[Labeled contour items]
================

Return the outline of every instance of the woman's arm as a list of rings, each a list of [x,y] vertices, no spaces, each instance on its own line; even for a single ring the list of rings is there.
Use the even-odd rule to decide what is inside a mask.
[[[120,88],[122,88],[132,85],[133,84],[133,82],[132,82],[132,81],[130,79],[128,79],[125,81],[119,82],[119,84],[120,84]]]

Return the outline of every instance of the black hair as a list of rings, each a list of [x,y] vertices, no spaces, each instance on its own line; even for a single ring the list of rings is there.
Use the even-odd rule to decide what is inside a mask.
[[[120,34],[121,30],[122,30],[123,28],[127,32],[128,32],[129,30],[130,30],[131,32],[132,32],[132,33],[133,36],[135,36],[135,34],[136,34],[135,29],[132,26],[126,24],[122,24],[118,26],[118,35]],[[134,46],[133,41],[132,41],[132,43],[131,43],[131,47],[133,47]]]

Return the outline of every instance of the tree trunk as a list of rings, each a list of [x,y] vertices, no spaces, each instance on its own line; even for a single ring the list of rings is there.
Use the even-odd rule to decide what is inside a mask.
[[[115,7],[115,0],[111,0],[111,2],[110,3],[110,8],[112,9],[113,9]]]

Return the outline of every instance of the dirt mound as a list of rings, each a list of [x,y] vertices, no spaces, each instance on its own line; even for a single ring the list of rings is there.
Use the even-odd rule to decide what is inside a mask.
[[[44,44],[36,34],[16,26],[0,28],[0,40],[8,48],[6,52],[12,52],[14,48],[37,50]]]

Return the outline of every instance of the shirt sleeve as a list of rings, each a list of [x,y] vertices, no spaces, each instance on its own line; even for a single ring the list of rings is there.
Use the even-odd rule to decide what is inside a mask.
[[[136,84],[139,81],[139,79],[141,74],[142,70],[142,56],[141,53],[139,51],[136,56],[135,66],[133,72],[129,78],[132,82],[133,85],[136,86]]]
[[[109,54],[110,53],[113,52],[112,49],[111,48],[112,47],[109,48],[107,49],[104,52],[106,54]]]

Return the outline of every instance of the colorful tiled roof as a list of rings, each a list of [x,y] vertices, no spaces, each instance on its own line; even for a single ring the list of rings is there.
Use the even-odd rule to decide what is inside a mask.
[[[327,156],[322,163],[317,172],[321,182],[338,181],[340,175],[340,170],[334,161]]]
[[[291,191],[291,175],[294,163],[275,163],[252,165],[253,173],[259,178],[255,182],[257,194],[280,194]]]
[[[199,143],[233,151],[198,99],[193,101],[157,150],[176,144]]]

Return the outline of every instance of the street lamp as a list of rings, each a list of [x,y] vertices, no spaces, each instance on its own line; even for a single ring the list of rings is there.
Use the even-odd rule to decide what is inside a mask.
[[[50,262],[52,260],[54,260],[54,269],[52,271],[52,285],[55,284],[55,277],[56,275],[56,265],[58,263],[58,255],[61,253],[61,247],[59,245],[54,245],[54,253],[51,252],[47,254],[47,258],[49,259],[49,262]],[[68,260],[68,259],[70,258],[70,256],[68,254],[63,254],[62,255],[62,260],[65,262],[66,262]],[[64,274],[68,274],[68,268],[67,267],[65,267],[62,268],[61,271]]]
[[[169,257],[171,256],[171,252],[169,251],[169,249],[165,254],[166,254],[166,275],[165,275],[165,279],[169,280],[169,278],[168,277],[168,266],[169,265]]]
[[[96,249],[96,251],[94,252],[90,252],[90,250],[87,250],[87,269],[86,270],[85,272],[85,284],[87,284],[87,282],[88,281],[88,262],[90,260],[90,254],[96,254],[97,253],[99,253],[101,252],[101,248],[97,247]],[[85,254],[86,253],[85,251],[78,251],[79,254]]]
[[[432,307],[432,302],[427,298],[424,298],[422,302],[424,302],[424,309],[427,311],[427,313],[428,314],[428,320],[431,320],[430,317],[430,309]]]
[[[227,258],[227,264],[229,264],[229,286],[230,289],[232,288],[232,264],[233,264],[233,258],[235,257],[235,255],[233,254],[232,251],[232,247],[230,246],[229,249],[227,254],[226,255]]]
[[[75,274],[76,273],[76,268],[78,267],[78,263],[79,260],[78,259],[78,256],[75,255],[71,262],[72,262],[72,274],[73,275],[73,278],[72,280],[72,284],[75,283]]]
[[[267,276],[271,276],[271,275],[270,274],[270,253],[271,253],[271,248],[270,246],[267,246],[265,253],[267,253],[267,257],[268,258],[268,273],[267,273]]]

================

**STATED EXERCISE**.
Put the lines from the one containing "Return the outline of every instance of the colorful" through the one containing "[[[199,143],[233,151],[198,99],[193,101],[157,150],[176,144]]]" into a Markdown table. Use a Row column for the row number and a Line column for the line, and leave out blank lines.

**RESULT OF THE TASK**.
| Row | Line |
|---|---|
| 1 | Return the outline of every instance of the colorful tiled roof as a list of rings, each a list of [x,y] vertices, no spaces, each instance on its own line; even for a single ring the list of rings is there. |
| 2 | Use the even-odd rule to decide what is inside a mask. |
| 3 | [[[327,156],[322,163],[317,172],[321,182],[338,181],[340,175],[340,170],[334,161]]] |
| 4 | [[[291,191],[291,175],[294,163],[275,163],[252,165],[253,173],[259,178],[255,182],[257,194],[280,194]]] |
| 5 | [[[199,143],[233,151],[198,99],[193,101],[157,150],[176,144]]] |